> _Set exercise_:
Reproduce every line of the entries below, requests included, and add -74 to each x and y coordinate in the answer point tags.

Object location annotation data:
+++++
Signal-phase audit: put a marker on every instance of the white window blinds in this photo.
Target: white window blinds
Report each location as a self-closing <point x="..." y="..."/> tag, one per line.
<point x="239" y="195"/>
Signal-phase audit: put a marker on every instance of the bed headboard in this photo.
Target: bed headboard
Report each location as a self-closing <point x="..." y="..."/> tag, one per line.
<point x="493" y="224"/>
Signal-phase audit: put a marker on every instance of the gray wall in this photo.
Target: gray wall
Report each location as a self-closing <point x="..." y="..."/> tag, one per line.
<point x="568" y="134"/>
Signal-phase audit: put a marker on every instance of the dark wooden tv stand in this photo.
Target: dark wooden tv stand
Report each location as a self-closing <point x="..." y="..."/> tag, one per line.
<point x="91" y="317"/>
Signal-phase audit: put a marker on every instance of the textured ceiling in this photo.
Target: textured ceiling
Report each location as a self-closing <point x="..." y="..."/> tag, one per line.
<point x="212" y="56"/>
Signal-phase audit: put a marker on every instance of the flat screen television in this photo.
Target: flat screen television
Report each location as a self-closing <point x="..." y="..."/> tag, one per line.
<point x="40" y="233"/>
+++++
> _Task answer_:
Signal-phase audit: put a marker on every instance of the white window blinds in this photo.
Target: white window blinds
Report each location as a self-closing <point x="..." y="..."/> tag, one per line.
<point x="165" y="121"/>
Signal-phase audit: put a marker on every instance of the bed headboard in this photo.
Target: bed headboard
Report each location as a self-closing <point x="..." y="..."/> tag, one per line.
<point x="419" y="150"/>
Signal-phase audit: put a marker on every instance of the gray wall in this photo.
Target: gray wall
Report each location as a self-closing <point x="..." y="..."/> tag, one per line.
<point x="494" y="60"/>
Signal-phase audit: put a marker on every instance of the dark wooden tv stand in this photo.
Target: dark wooden tv stand
Report each location as a self-closing <point x="..." y="..."/> tag, one per line.
<point x="17" y="243"/>
Signal-phase audit: put a marker on every instance of the textured ceiling in this photo.
Target: textured ceiling
Report each location as a self-closing <point x="..." y="..."/> tag, one per line.
<point x="138" y="-18"/>
Signal-phase audit: put a marker on every instance of the flat screen television in this photo.
Target: flat screen television
Report each location as a self-closing <point x="..." y="..."/> tag, one per line.
<point x="-34" y="159"/>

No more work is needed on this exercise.